DATA FOR THE TASK:
##########

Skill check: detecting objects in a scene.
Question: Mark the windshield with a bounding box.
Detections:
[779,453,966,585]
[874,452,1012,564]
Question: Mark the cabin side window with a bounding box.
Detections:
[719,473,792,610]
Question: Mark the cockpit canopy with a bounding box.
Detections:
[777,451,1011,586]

##########

DIRECTIONS FOR THIS TASK:
Restate the entire listing verbatim.

YOUR RESPONSE:
Skill check: detecting objects in a scene.
Question: Mark the windshield with a bounding box.
Detections:
[779,453,966,585]
[874,452,1012,564]
Question: Mark the cabin side window with a bounding box.
Detections:
[719,473,792,610]
Question: Mark the cockpit canopy with a bounding box.
Detections:
[777,451,1011,586]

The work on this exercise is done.